During the lockdown and remote teaching time, it was especially challenging to implement practical work and lab work profitably in teaching. Quick creative solutions had to be found. In some cases, these have been convincing even after the pandemic and have led to a permanent rethinking or new content and goals that continue to be valid.

In this Refresh Teaching Event, three lectures which were  nominated for the KITE Award will shed light on how they implemented project work during the pandemic and, above all, how this experience changed their teaching in the long term.

Dr. Andreas Eggenberger D-PHYS Responsible physics practical trainings E-Mail senden
Prof. Dr. Simone Schürle D-HEST Professor E-Mail senden
Jeremy Coulson D-ITET PhD Student E-Mail senden
Dr. Paul Beuchat University of Melbourne Lecturer E-Mail senden

Dr. Andreas Eggenberger (D-PHYS)

Dr. Andreas Eggenberger is responsible for the physics labs at ETH Zurich. When the pandemic forced all lab activities to be suspended, he, together with a team of highly motivated teaching assistants, managed to transfer traditional lab courses into online lab courses by inventing new experiments that did not rely on dedicated equipment, but could be performed at home by the students with tools and equipment present in every household. The online experiments had such high didactical and educational value that some experiments will be kept permanently in the portfolio of the physics lab. This achievement was acknowledged by the Lecturer’s Conference by awarding Andreas Eggenberger and his team with the Kite Award 2022.

Prof. Dr. Simone Schürle (D-HEST)

**Record extracts:**
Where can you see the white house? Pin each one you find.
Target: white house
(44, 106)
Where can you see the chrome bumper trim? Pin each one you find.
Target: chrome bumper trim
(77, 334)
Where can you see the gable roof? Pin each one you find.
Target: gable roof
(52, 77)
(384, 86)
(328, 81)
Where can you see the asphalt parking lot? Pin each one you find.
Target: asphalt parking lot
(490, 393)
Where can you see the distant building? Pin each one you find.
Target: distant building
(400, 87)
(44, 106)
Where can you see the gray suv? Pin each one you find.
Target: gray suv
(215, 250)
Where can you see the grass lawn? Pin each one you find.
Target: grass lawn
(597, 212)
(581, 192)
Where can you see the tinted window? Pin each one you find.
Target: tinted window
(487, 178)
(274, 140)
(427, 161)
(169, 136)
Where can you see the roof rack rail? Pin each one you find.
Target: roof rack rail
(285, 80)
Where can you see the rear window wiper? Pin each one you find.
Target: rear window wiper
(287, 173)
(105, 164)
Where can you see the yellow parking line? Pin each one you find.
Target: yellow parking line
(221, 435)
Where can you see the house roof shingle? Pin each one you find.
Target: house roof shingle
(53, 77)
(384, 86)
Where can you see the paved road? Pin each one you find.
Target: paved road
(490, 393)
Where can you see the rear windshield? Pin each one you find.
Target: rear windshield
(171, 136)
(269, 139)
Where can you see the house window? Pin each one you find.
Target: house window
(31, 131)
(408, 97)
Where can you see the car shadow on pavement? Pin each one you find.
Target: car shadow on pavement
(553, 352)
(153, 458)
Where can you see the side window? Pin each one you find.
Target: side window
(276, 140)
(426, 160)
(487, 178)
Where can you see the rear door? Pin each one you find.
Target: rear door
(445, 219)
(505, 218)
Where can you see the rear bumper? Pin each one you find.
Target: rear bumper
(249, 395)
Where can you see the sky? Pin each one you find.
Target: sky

**Instructions to follow:**
Extend the page on pandemic-era lab teaching from the point where it stops. The data have no connection to the page on pandemic-era lab teaching.

**Exercise output:**
Simone Schürle-Finke (D-HEST) is a German biomedical engineer and assistant professor and Principal Investigator for the Responsive Biomedical Systems Laboratory within the Department of Health Sciences and Technology at the Swiss Federal Institute of Technology (ETH) Zürich in Switzerland. Schürle is a pioneer in nanorobotic and magnetic servoing technologies. Her research program is aimed at understanding cellular mechanisms of disease and then subsequently innovating minimally invasive nano- and micro-scale therapeutic and diagnostic technologies for these diseases.

Jeremy Coulson (D-ITET) and Paul Beuchat (University of Melbourne)

Jeremy Coulson is a PhD student with the Automatic Control Lab at ETH Zürich under the supervision of Prof. Florian Dörfler and Prof. John Lygeros.

He is interested in data-driven control and machine learning with applications in robotics. His goal is to directly use data to make predictions and design reliable control algorithms for complex systems.

Paul Beuchat is currently a teaching fellow at the Department of Electrical and Electronic Engineering. He completed his doctoral degree at ETH Zurich, Switzerland, in 2019 under the supervision of Prof. John Lygeros at the Automatic Control Laboratory.